(Point annotation listing)
☆ ☆ ☆ ☆ ☆ ☆ ☆
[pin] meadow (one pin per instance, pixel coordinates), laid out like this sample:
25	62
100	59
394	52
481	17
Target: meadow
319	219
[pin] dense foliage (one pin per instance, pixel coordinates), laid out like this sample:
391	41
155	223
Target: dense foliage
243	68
☆ ☆ ☆ ☆ ☆ ☆ ☆
- Short exercise:
Please copy the listing above line for line, changing nothing.

- Task result:
[pin] meadow (one pin per instance, pixel coordinates), laid out like this sample:
25	62
100	59
394	52
481	17
Target: meadow
319	219
[pin] dense foliage (one pin per instance, pixel coordinates), laid out like this sample:
391	41
155	223
Target: dense foliage
243	68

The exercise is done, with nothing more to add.